##### Document extract #####

Carolina Collects: 150 Years of Modern and Contemporary Art from Alumni Collections
Ackland Art Museum
Through Dec. 4

Imagine being commissioned to create a CD set or playlist that would represent 20th century music. You’d have access to vast and diverse databases of MP3s, from which you could choose and organize as you saw fit. You’d want to include one quintessential tune from each recording artist who you felt really mattered, as well as some little-known stuff to round out each genre. Pretty fun chore, yes? And pretty difficult, as well.

Now, replace MP3 files with works of art from the biggest names of the last centurymany of which would trigger a bidding frenzy at Sotheby’sand you get a sense of the task that Ackland Museum of Art Chief Curator Peter Nisbet took on to produce Carolina Collects: 150 Years of Modern and Contemporary Art from Alumni Collections, which opened last month and remains on display through Dec. 4.

#####

Requirement 1:
Which proper names of people, institutions, or exhibitions appear in the review?
Requirement 2:
Can you summarize the review in two sentences?
Requirement 3:
How would you put this sentence from the review into Spanish: "You’d have access to vast and diverse databases of MP3s, from which you could choose and organize as you saw fit."
You won't need the collection entries here.

##### Record extracts #####

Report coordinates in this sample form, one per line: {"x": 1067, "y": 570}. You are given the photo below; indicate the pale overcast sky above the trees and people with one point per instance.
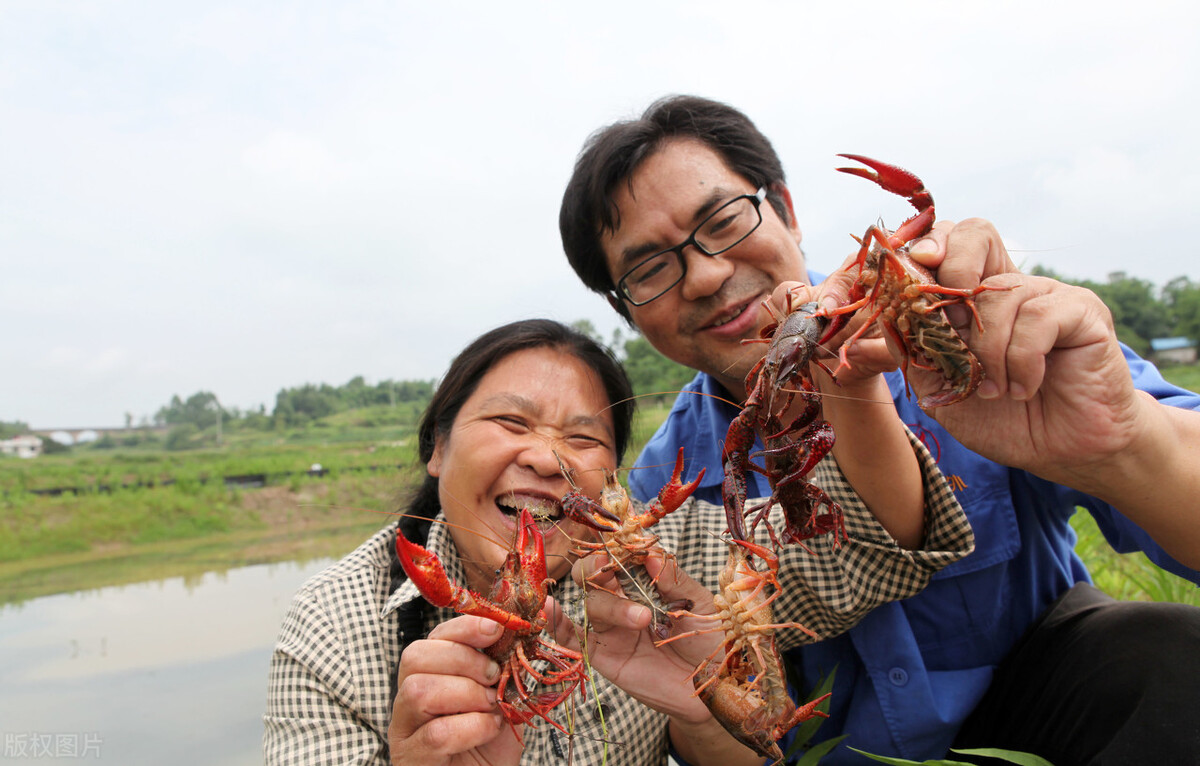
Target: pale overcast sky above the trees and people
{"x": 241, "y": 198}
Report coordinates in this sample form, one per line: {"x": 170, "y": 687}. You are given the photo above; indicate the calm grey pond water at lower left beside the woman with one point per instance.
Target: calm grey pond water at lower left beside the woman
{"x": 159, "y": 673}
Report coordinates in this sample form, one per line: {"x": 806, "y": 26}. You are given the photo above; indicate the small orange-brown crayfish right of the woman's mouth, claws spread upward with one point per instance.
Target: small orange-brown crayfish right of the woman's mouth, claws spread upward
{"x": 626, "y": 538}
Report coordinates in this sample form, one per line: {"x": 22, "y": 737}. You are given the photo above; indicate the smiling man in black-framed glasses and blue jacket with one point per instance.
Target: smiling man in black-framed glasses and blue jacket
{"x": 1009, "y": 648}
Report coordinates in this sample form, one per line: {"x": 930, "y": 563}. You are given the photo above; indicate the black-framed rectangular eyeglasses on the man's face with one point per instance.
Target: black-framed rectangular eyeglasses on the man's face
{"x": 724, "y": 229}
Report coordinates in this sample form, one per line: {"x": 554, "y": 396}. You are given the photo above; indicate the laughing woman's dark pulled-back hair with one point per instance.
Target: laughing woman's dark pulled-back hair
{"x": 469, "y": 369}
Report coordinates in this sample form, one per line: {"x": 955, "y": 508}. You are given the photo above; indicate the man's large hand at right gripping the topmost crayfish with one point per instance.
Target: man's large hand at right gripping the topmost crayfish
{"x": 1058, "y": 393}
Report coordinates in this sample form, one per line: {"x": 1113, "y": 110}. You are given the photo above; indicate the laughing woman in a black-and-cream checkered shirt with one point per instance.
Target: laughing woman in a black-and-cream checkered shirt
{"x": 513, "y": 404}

#####

Answer box 1:
- Carolina Collects: 150 Years of Modern and Contemporary Art from Alumni Collections
- Ackland Art Museum (also called the Ackland Museum of Art)
- Sotheby's
- Peter Nisbet

Answer box 2:
The review compares building a collection of 20th-century music from vast MP3 databases, a fun but difficult job, to the task of choosing major works of art from the last century. Ackland Museum of Art Chief Curator Peter Nisbet took on that task to produce Carolina Collects: 150 Years of Modern and Contemporary Art from Alumni Collections, which opened last month and runs through Dec. 4.

Answer box 3:
Tendrías acceso a bases de datos de MP3 enormes y variadas, de las que podrías elegir y organizar como te pareciera.